--- START PAGE EXCERPT ---

Keep your accounts safe!

Keep your accounts safe!

Hi All,

There has been a security incident, thankfully not with the site, but with a member of our forum.
They had their emails compromised by malware, and had various accounts taken over.

I helped them as best I could to get back into things but not much else could be done besides reaching out to the authorities. So I wanted to make this announcement to bring this to your attention.

How to prevent unauthorized access to my accounts

Firstly, do not install anything from these places: (they are malware distributers)
hxxps://vespersgame.com
hxxps://averond.com

Secondly, Setup MFA and Passkeys
Passkeys are the single most effective way to secure any account.
You should have them. Most password managers support them, this forum supports passkey authentication. There is no reason for your accounts to be stolen on this forum.

Should I do a QnA on discord?
  • Yes
  • No
0 voters
11 Likes

2FA not enough? What was the method that took over accounts? How did the attacker gain access to the passwords by malware?

I won’t go into details for privacy reasons but just so you know MFA is vulnerable to phishing.

--- END PAGE EXCERPT ---

* _TASK INSTRUCTIONS_
1. In the forum security post, rewrite the passage starting with "You should have" and going on through "QnA on discord?", changing "password managers" to "browsers".
2. According to the forum security post, what is the single most effective way to secure any account?
The lines after this have nothing to do with the forum security post.

--- START DATA ROWS ---

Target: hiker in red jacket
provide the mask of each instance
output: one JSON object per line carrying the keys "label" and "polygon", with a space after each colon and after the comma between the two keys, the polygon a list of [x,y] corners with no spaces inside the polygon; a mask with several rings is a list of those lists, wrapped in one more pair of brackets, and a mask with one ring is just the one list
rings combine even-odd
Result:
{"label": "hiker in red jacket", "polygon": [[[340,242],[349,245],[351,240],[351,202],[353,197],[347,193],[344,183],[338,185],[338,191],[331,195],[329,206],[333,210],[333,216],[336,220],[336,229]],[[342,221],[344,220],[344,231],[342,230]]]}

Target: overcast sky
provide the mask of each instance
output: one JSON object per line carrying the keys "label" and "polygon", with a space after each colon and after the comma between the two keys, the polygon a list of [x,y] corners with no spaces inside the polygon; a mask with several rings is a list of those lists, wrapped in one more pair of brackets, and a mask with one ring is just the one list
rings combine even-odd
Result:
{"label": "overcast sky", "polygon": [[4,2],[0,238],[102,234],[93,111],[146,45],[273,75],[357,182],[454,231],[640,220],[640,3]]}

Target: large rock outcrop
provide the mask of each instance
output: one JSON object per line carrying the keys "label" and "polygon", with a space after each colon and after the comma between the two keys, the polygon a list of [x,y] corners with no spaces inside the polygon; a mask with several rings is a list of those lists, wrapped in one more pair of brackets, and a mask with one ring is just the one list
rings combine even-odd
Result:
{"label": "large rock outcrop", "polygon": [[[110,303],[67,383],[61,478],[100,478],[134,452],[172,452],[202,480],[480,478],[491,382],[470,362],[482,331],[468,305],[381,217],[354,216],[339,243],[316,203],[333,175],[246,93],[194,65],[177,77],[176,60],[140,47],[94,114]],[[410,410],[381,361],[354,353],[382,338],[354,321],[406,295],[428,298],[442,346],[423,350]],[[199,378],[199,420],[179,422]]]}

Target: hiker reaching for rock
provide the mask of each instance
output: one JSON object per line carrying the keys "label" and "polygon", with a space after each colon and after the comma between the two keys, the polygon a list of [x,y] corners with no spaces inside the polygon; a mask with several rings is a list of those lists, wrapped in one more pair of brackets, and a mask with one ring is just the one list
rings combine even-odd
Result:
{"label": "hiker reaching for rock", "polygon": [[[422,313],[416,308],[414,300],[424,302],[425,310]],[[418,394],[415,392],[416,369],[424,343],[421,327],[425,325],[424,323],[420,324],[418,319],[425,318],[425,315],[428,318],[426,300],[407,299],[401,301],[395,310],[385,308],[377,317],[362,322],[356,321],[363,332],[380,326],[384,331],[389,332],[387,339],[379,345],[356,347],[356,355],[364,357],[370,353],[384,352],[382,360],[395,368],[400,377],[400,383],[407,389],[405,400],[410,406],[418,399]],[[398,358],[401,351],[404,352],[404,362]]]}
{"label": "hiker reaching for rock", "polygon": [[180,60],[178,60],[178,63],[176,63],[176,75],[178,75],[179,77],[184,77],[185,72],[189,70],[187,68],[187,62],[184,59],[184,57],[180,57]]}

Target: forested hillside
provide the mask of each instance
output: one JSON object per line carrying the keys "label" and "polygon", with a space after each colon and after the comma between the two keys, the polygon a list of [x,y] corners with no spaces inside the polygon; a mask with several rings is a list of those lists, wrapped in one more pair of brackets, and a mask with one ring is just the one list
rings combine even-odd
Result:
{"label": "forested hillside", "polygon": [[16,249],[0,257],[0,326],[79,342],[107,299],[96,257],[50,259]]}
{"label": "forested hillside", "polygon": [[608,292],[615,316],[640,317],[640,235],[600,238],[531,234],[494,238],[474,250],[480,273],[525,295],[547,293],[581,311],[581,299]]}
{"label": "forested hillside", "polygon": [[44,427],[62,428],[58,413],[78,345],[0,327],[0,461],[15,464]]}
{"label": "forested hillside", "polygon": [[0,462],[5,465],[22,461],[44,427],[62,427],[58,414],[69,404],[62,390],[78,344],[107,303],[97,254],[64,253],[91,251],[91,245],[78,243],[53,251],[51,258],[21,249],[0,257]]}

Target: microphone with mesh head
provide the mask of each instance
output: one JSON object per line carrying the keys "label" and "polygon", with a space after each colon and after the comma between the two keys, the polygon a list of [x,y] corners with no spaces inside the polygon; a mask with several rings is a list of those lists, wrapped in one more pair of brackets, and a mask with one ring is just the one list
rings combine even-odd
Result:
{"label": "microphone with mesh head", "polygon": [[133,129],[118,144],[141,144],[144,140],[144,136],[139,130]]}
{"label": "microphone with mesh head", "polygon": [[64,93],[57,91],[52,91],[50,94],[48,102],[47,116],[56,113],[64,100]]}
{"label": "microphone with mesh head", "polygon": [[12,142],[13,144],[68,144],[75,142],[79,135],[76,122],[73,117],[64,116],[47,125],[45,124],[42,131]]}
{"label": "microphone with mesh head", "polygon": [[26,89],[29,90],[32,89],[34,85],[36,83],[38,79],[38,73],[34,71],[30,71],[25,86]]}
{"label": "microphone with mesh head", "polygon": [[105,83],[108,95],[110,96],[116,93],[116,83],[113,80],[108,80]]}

--- END DATA ROWS ---

* _RESPONSES BY TASK_
1.
You should have them. Most browsers support them, this forum supports passkey authentication. There is no reason for your accounts to be stolen on this forum.

Should I do a QnA on discord?

2. Passkeys